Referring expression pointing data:
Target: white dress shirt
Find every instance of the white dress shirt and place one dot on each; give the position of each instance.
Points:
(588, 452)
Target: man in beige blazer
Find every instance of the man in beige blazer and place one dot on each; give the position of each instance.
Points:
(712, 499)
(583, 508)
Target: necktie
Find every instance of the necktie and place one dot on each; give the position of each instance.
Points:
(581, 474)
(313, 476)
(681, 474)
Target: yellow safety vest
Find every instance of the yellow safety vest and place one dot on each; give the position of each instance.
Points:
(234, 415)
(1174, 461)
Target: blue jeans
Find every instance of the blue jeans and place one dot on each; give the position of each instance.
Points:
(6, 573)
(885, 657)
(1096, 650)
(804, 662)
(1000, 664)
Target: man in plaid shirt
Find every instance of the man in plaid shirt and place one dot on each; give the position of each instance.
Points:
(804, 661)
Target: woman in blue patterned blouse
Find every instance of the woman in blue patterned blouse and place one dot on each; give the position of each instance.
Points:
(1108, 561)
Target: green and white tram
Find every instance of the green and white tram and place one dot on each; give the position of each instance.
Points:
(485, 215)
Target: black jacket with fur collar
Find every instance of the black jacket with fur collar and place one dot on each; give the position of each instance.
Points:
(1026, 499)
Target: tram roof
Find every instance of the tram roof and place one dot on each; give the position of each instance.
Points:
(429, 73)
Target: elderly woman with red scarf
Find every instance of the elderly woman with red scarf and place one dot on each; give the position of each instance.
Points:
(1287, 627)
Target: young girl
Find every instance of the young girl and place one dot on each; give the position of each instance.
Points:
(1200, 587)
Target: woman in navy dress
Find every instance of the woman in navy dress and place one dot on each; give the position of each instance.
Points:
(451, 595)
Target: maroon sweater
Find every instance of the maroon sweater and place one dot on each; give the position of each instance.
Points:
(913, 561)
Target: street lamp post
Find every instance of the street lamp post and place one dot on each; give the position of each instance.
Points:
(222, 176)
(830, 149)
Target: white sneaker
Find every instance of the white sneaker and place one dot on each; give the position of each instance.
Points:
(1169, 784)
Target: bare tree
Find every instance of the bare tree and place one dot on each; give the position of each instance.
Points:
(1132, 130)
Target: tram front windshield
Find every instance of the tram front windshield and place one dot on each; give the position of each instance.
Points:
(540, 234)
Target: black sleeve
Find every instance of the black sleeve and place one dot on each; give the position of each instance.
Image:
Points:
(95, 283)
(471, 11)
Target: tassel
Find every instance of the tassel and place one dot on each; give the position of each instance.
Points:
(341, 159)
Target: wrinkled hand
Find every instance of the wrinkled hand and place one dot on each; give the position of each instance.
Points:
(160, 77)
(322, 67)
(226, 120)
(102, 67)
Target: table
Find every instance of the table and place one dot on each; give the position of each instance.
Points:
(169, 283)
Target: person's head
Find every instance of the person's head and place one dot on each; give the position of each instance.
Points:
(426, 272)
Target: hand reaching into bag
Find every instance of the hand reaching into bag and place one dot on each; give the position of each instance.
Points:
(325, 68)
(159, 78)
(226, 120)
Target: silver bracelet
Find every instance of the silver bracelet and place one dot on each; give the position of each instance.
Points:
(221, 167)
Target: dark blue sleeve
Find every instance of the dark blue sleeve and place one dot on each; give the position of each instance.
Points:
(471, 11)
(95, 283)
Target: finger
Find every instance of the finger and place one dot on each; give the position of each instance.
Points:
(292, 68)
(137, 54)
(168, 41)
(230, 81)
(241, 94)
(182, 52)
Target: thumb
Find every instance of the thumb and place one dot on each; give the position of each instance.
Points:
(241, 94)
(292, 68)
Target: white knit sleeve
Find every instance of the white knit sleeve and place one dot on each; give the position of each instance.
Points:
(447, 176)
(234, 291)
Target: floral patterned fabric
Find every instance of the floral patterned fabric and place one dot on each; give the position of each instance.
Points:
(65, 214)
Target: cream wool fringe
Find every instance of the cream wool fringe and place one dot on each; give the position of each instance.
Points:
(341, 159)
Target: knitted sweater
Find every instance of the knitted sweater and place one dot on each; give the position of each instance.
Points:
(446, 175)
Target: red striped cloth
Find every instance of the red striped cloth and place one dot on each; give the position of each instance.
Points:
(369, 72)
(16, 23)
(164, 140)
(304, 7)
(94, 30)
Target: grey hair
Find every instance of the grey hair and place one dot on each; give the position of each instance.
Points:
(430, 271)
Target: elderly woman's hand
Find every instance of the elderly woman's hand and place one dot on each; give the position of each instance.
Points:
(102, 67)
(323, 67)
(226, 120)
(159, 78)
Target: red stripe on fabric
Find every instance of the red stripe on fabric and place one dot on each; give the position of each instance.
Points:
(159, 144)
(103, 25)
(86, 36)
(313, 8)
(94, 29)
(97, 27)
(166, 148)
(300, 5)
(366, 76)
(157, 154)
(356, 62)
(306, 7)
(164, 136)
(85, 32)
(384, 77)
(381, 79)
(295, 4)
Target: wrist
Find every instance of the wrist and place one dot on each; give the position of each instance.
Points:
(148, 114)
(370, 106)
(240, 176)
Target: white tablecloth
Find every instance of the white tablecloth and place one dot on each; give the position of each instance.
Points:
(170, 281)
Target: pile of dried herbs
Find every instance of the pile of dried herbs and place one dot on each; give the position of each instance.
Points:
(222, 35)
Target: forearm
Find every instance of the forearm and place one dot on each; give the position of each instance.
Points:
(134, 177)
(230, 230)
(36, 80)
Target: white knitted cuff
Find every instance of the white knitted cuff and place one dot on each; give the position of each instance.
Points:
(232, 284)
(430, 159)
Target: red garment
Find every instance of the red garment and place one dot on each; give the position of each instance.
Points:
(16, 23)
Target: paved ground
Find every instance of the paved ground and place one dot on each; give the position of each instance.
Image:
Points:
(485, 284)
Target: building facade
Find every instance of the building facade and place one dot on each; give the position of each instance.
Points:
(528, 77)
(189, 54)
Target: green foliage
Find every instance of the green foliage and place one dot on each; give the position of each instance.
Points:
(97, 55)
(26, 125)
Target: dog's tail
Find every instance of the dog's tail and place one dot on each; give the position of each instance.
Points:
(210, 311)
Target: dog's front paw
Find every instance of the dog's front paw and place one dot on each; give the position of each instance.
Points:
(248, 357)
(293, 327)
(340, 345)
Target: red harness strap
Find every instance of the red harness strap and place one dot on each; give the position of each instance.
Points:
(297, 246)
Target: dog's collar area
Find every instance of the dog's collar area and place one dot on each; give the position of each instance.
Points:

*REQUIRED WORK*. Restate the data above word for word.

*RESPONSE FOR THIS EXERCISE*.
Target: white dress shirt
Find every instance of the white dress shirt and place one dot on each; give the position of each instance.
Points:
(588, 452)
Target: man in beige blazer
Find every instance of the man in beige blazer and place one dot on each; give the position of each instance.
Points:
(712, 499)
(583, 508)
Target: necktie
Find every instance of the necktie and place one dot on each; give the position of each instance.
Points:
(581, 474)
(313, 476)
(681, 474)
Target: yellow safety vest
Find every instance of the yellow safety vest and place one dot on each; give the position of each instance.
Points:
(234, 415)
(1174, 461)
Target: blue jeans
Find every instance of the blue jeans and place one dot on each; give the position of each instance.
Points:
(6, 573)
(885, 657)
(1096, 650)
(804, 662)
(1000, 664)
Target: man in plaid shirt
Find every instance of the man in plaid shirt and place one dot on each; give the position of each instance.
Points:
(804, 661)
Target: woman in blue patterned blouse
Find every instance of the woman in blue patterned blouse and place one dot on each; give the position of each instance.
Points:
(1108, 561)
Target: green and white tram
Find every instance of the green and white tram and place one dot on each; give the position of each instance.
Points:
(485, 215)
Target: black jacket with fur collar
Find every instance of the black jacket with fur collar and place one dot on each; give the position of each instance.
Points:
(1026, 499)
Target: tram roof
Find every instance of the tram roof and place one dot on each; give the position of each instance.
Points:
(429, 73)
Target: elderly woman with red scarf
Find every instance of the elderly woman with red scarf and place one dot on each; give the position of each instance.
Points:
(1287, 627)
Target: young girl
Find every instance of the young girl and place one dot on each; give the position of each instance.
Points:
(1200, 587)
Target: woman in navy dress
Find every instance of the woman in navy dress and place one dot on each; give the position of each instance.
Points:
(451, 595)
Target: maroon sweater
Find every instance of the maroon sweater and place one dot on each; give the position of each instance.
Points:
(913, 561)
Target: street lamp post
Find every instance of the street lamp post and place one dot on each; give the position of each instance.
Points:
(222, 176)
(830, 149)
Target: white sneaker
Find every instance of the white sneaker and place one dot on each; give the position of each instance.
Points:
(1169, 784)
Target: bare tree
Find every instance of the bare tree and place one dot on each; give the position of each instance.
Points:
(1132, 130)
Target: tram front windshield
Find every instance of the tram front windshield and place one dot on each; give the position of each instance.
Points:
(540, 234)
Target: black sleeve
Find every instance of the black sleeve and place one dot on each; give the position of each instance.
Image:
Points:
(95, 283)
(471, 11)
Target: tassel
Find every instance of the tassel and place one dot on each; give the position of each instance.
Points:
(341, 159)
Target: wrinkled hand
Find every instance of the wrinkled hand and place one dot on each; give the position of each instance.
Points:
(160, 77)
(322, 67)
(226, 120)
(102, 67)
Target: table
Find every instance of the table and place one dot on each; give the position of each instance.
Points:
(169, 283)
Target: person's head
Find every instance of the person's head and place one dot on each; give the position of each instance.
Points:
(426, 272)
Target: hand reaching into bag
Find every instance of the hand reaching into bag and place one dot on each; give the position of each instance.
Points:
(325, 68)
(159, 78)
(226, 120)
Target: silver bracelet
Find every instance of the silver bracelet and place one dot on each; give the position of each instance.
Points:
(221, 167)
Target: dark blue sleeve
Find every instance of the dark blue sleeve and place one dot on each; give the position of each instance.
Points:
(471, 11)
(95, 283)
Target: finger
Find every instance of the finger and place one dot on each; give the position of each instance.
Points:
(292, 68)
(137, 54)
(168, 41)
(230, 81)
(241, 94)
(182, 52)
Target: thumb
Find every instance of the thumb and place one dot on each; give the position of each instance.
Points:
(241, 94)
(292, 68)
Target: white knit sleeve
Find every instance of the white knit sleeve and place one dot on each; give the position of each instance.
Points:
(447, 176)
(234, 291)
Target: floral patterned fabric
Find every instance of the floral patterned fabric and place one dot on each; give the position of each instance.
Points:
(65, 214)
Target: cream wool fringe
Find every instance of the cream wool fringe and place one dot on each; give the position of each instance.
Points:
(341, 159)
Target: knitted sweater
Find every instance of the knitted sweater and place one dot on each; give the position of each instance.
Points:
(446, 175)
Target: red striped cloth
Find every instance of the red striped cloth and place one dot on each; give the position of each instance.
Points:
(369, 72)
(16, 23)
(164, 140)
(304, 7)
(94, 30)
Target: grey hair
Find every instance of the grey hair and place one dot on each; give the position of each instance.
Points:
(430, 271)
Target: elderly woman's hand
Find every instance of the elderly woman's hand and place one dot on each; give the position of each instance.
Points:
(102, 67)
(323, 67)
(226, 120)
(159, 78)
Target: red stripe on fabric
Find every instance of the red stripe on fabric and place one dot on each; give the position of each instance.
Points:
(159, 144)
(103, 25)
(86, 36)
(313, 8)
(94, 29)
(97, 27)
(166, 148)
(300, 5)
(366, 76)
(157, 154)
(356, 62)
(306, 7)
(164, 136)
(85, 32)
(384, 77)
(381, 79)
(295, 4)
Target: wrist
Find every instance of the wrist and place one dot on each; give the position of each instance.
Points:
(148, 114)
(370, 106)
(240, 176)
Target: white tablecloth
Find every instance of the white tablecloth and place one dot on each; give the position of each instance.
Points:
(170, 281)
Target: pile of dried herbs
Find every instance of the pile of dried herbs and place one dot on each; give the position of each instance.
Points:
(222, 35)
Target: forearm
Find every instance of the forearm and place one dot on each; give the position of each instance.
Points:
(134, 177)
(230, 230)
(36, 80)
Target: white knitted cuff
Find every instance of the white knitted cuff and place one dot on each; give the position of each instance.
Points:
(232, 284)
(430, 159)
Target: red garment
Find every instance of the red garment and place one dot on each; give the position of each instance.
Points:
(16, 23)
Target: paved ground
Find every instance of the paved ground and place one dot on each; give the position of each instance.
Image:
Points:
(485, 284)
Target: building facade
Find every instance of the building facade and place one dot on each; give the position of each instance.
Points:
(528, 77)
(189, 54)
Target: green foliage
Find every instance of the green foliage and place one dot on each; give the position of each instance.
Points:
(97, 55)
(26, 125)
Target: dog's tail
Find every instance of the dog's tail and place one dot on each; give the position of each instance.
Points:
(210, 311)
Target: dog's front paw
Find every instance of the dog's front paw and place one dot on each; give the position of each instance.
Points:
(248, 357)
(293, 327)
(340, 345)
Target: red harness strap
Find every instance of the red harness strap and place one dot on each; give the position of each instance.
Points:
(297, 246)
Target: dog's collar area
Find every instance of the dog's collar area and place one dot on each; give the position of each instance.
Points:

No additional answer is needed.